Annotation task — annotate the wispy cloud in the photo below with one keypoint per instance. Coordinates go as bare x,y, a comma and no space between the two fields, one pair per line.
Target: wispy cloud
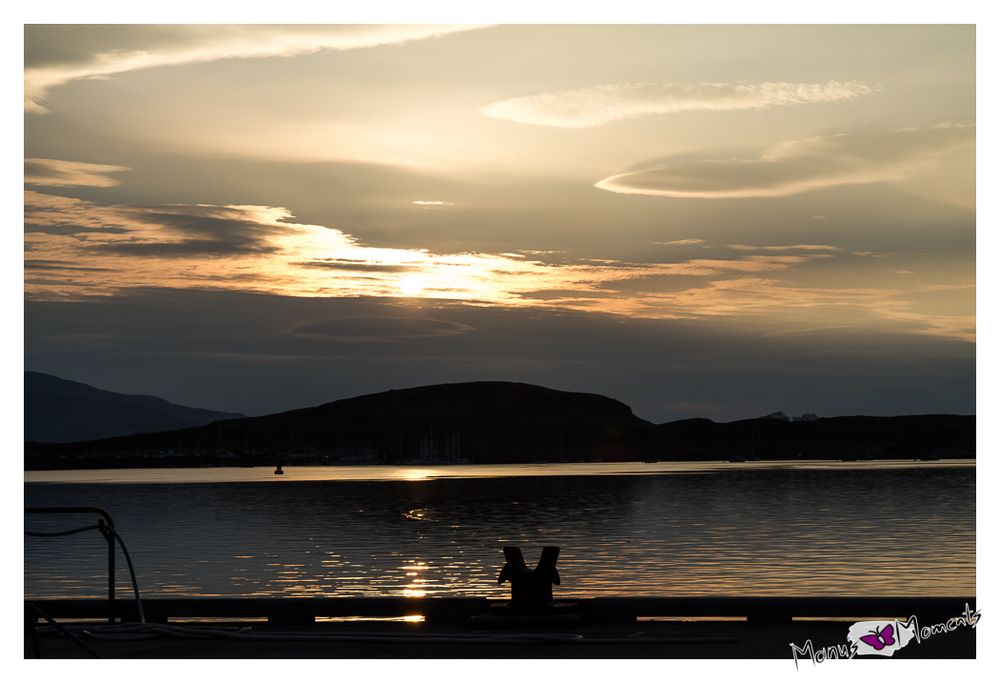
77,248
195,44
784,247
680,243
800,165
59,173
431,203
601,104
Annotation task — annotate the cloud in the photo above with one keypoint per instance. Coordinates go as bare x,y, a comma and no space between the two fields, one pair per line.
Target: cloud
177,45
784,247
59,173
115,249
378,328
680,243
601,104
800,165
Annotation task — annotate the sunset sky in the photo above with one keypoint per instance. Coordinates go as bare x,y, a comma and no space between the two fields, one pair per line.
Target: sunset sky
714,221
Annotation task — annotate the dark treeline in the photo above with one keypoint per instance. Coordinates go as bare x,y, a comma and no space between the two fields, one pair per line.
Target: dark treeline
501,422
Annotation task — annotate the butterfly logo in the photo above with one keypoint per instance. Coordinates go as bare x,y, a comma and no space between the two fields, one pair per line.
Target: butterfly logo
879,639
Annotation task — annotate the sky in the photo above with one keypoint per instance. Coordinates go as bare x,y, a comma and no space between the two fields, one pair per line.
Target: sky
712,221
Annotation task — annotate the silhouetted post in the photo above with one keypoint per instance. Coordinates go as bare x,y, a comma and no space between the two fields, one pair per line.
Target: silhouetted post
530,589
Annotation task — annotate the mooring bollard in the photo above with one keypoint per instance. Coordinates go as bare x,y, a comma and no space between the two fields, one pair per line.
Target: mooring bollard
530,589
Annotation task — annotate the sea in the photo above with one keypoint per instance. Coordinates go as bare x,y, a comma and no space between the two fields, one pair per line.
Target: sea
889,528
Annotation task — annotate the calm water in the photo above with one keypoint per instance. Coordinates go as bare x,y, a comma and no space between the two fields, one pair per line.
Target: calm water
632,529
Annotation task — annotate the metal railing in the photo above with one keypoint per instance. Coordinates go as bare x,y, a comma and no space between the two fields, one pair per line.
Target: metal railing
105,524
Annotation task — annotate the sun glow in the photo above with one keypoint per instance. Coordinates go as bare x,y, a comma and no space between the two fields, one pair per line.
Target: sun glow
411,285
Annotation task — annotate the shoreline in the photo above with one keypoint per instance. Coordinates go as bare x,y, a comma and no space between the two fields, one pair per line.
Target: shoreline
262,474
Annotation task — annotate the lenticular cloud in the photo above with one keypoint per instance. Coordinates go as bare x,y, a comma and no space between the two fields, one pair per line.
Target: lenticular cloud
601,104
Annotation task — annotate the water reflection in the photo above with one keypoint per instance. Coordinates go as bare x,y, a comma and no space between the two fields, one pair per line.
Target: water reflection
760,532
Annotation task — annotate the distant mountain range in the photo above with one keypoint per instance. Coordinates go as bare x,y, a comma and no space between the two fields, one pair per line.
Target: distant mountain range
487,422
59,410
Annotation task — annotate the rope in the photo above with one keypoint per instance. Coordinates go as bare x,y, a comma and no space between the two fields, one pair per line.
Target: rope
52,534
104,529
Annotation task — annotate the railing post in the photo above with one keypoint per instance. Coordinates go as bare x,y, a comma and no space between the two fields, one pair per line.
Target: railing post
102,523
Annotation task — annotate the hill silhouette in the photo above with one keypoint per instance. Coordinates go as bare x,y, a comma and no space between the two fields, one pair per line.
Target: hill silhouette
493,422
60,410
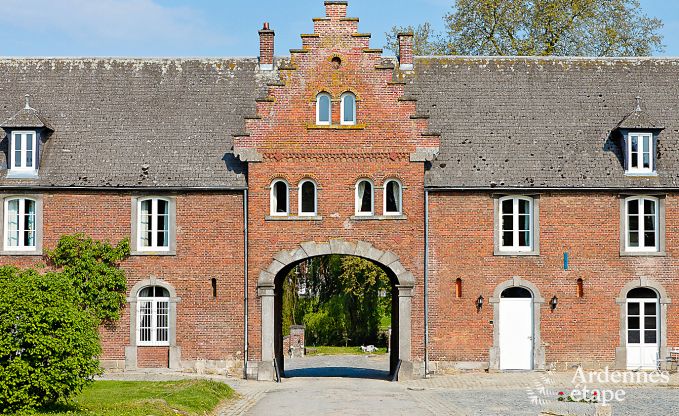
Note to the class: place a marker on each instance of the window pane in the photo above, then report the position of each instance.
(366, 198)
(633, 322)
(633, 308)
(649, 322)
(308, 197)
(392, 191)
(634, 337)
(281, 195)
(324, 109)
(649, 309)
(508, 239)
(349, 106)
(13, 223)
(649, 207)
(650, 337)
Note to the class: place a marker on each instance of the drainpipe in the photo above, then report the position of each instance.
(426, 283)
(245, 284)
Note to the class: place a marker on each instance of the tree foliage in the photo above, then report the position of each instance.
(542, 28)
(343, 300)
(49, 339)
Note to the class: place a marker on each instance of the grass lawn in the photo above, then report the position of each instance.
(138, 398)
(325, 350)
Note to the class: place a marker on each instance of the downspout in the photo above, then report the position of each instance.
(245, 284)
(426, 283)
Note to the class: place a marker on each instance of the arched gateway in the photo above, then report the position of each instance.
(403, 283)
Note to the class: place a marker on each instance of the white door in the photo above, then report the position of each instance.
(642, 334)
(516, 333)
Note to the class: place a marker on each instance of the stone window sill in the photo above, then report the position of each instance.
(335, 127)
(378, 217)
(293, 218)
(643, 254)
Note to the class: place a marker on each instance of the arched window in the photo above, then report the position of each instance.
(279, 198)
(641, 224)
(348, 106)
(364, 198)
(323, 109)
(516, 223)
(153, 316)
(20, 224)
(393, 197)
(153, 226)
(307, 198)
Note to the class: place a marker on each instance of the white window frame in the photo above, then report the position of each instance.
(353, 120)
(299, 199)
(22, 210)
(22, 134)
(515, 224)
(154, 320)
(640, 169)
(357, 200)
(318, 109)
(400, 198)
(642, 248)
(272, 201)
(154, 232)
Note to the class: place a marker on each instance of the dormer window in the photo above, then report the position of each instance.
(640, 153)
(348, 102)
(323, 109)
(23, 154)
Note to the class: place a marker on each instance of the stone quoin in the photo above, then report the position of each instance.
(523, 208)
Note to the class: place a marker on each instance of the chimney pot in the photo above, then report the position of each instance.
(266, 47)
(405, 50)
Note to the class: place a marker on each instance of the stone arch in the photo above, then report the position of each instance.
(538, 300)
(621, 300)
(266, 283)
(174, 350)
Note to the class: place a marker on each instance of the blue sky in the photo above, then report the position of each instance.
(212, 28)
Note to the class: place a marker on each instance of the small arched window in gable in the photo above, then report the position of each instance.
(323, 109)
(392, 197)
(307, 198)
(279, 198)
(364, 198)
(348, 106)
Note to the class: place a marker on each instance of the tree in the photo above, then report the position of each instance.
(545, 27)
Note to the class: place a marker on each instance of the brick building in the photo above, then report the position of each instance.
(525, 209)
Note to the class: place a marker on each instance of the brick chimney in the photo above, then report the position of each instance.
(336, 9)
(266, 36)
(405, 50)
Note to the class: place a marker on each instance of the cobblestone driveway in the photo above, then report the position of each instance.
(313, 388)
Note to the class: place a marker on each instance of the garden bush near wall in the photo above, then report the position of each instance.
(49, 340)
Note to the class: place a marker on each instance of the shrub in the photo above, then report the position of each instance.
(48, 344)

□ □ □ □ □

> [Prompt] Pictures in the records above are left out; print everything else exactly as written.

> [Exercise response]
Annotation task — annotate the wispy cloud in the photo below with one keypoint per instance. Coordinates go as bare x,y, a comma and no space between the two fields, one pair per line.
Target: wispy cloud
77,248
195,44
784,247
680,243
800,165
59,173
431,203
601,104
Annotation task — annotate the cloud in the photo above with one keypoint per instance. Coordinates go as bare x,y, a comma and no space between the two fields, one pair per line.
Target: cloud
177,45
784,247
59,173
115,249
378,328
680,243
601,104
800,165
Annotation task — annotate the sunset sky in the photo above with one keypoint per instance. Coordinates go as bare x,y, a comma and no space between the two fields, one pair per line.
Target: sunset sky
714,221
Annotation task — annotate the dark treeline in the photo above with one keypoint per instance. Coordinates go as bare x,y, a comma and no space between the two fields, one pair per line.
Target: dark treeline
501,422
Annotation task — annotate the butterfly logo in the photo above with one keypoint per instance. Coordinates go as bare x,y, a comma and no space between the two fields, one pair per line.
Target: butterfly logo
879,639
Annotation task — annotate the sky in the photo above with one keypoint per instance. Coordinates go as bare x,y, a comma and no space between the two fields, one pair per line.
Target: sky
712,221
Annotation task — annotate the silhouetted post in the photo above with one keypoint per instance. Coordinates go as bare x,y, a comma and no space between the two fields, one pair per line.
Target: silhouetted post
530,589
Annotation task — annotate the mooring bollard in the photo above with one keypoint per instance. Coordinates go as bare x,y, a comma and no space between the two fields, one pair per line.
Target: mooring bollard
530,589
Annotation task — annotate the sea in the photo above with one keypoint per instance. Coordinates go as bare x,y, a comma and no space between the two fields, one pair per line.
Target: sea
889,528
Annotation task — annotate the calm water in the photo above with one keypoint per instance. Coordinates go as bare x,y, a comma and no space between the two fields, one pair per line.
Target: calm water
632,529
Annotation task — annotate the metal railing in the photo above with one keypoint per instance. Coordinates go as bare x,y, a comma and no space between the two fields, one pair per line.
Target: metal railing
105,524
Annotation task — annotate the sun glow in the photo above with one keypoint per instance. Coordinates go as bare x,y, a comma and no space between the two fields, one pair per line.
Target: sun glow
411,285
Annotation task — annotate the shoreline in the photo above with one keypoint per instance. Coordinates go as bare x,y, a comma and no space between the two fields, one pair per line.
Target: shoreline
262,474
Annotation task — annotate the lenticular cloud in the photo above with one keypoint per instance. Coordinates go as bare x,y, a comma and no space between the two fields, one pair per line.
Target: lenticular cloud
601,104
Annotation task — annotate the water reflection in the photo above with one keypoint per instance. Coordinates go as bare x,y, a comma and no space between the two fields, one pair per line.
Target: water reflection
760,532
Annotation task — annotate the distant mountain range in the photo above with one keypoint per instance. Coordinates go as bare x,y, a comma and no space between the two fields, one pair per line.
Target: distant mountain range
487,422
59,410
Annotation task — annotate the rope in the photo above with one keypoint per instance. Coordinates go as bare x,y, a comma and no space between the two fields, one pair per line.
Target: rope
52,534
104,529
Annotation task — annotate the railing post in the photo above with one keypoint per instance. Coordinates go as bare x,y, a comma and no space between the two fields, one pair per line.
Target: railing post
102,523
Annotation task — annotate the hill silhouette in the photo above with one keypoint per instance. Coordinates go as bare x,y, a comma and no space between the two fields, one pair per line.
Target: hill silhouette
493,422
60,410
Note to the class: place a marker on each instance of the window pane in the photo above, then report the position of each instance.
(366, 198)
(633, 322)
(633, 308)
(649, 322)
(308, 197)
(392, 191)
(634, 337)
(281, 195)
(324, 109)
(649, 309)
(508, 239)
(349, 106)
(13, 223)
(649, 207)
(650, 337)
Note to the class: place a marker on each instance of the drainpipe in the photo above, then report the position of each instance.
(426, 283)
(245, 284)
Note to the class: place a marker on each instance of the tree foliage in the photo above, then report the position of each instance.
(542, 28)
(343, 300)
(49, 339)
Note to the class: place a marker on each instance of the grass lawn in the photo above, then report the position of each instance.
(138, 398)
(325, 350)
Note to the class: place a marker on each instance of the downspout in the photo above, then report the position of each instance.
(245, 284)
(426, 283)
Note to the class: place a marker on each instance of the arched gateway in the photo above, then report the position of each instance.
(403, 283)
Note to the class: place a marker on each instance of the white door in the photo above, then report the position of each instance.
(642, 334)
(516, 333)
Note to the class: place a marker on each instance of the stone window sill in the photo above, then report the position of each instance.
(335, 127)
(378, 217)
(293, 218)
(643, 254)
Note to the class: place a marker on each instance of the arched window in the photo above, then report the position of each instance.
(279, 198)
(641, 224)
(348, 106)
(364, 198)
(323, 109)
(516, 223)
(153, 316)
(20, 224)
(393, 197)
(153, 226)
(307, 198)
Note to the class: place a marker on each instance of the white window frame in the photo above, then report the position of each instance.
(353, 120)
(299, 199)
(22, 210)
(22, 134)
(515, 224)
(154, 320)
(640, 169)
(357, 200)
(318, 109)
(400, 198)
(642, 248)
(272, 201)
(154, 232)
Note to the class: place a marker on each instance of the dormer window in the photo above, then report the position of each instance.
(640, 153)
(348, 102)
(323, 109)
(23, 154)
Note to the class: place a marker on each instance of the stone quoin in the photo above, then report the position of each instance.
(523, 208)
Note to the class: place a marker on each instance of the chimney pot in the photo above, then report the position of each instance.
(266, 47)
(405, 50)
Note to the class: place a marker on each instance of the stone arch in the photo above, then report the position of each instance.
(538, 300)
(621, 300)
(266, 283)
(174, 350)
Note to the class: place a marker on each instance of the blue sky in the photo above, then report the position of each instance.
(212, 28)
Note to the class: place a marker on each instance of the small arched window in gable in the photo above, then report the position of each instance.
(323, 109)
(392, 197)
(307, 198)
(279, 198)
(364, 198)
(348, 106)
Note to the class: place a marker on each instance of the tree in the photo above, then report the position of each instance.
(545, 27)
Note to the class: place a marker on each instance of the brick building in the photo above, then report the position of each instance.
(525, 209)
Note to the class: place a marker on each instance of the brick chimney in the photo above, then report the position of each instance.
(336, 9)
(266, 36)
(405, 50)
Note to the class: place a marker on each instance of the cobblestone driveway in the photo above, then report the position of each instance.
(313, 388)
Note to the class: place a marker on each instance of the garden bush near wall in the photo above, then report the position of each instance.
(49, 340)
Note to the class: place a marker on each instance of the shrub in the photo above, then report the position of each instance.
(48, 344)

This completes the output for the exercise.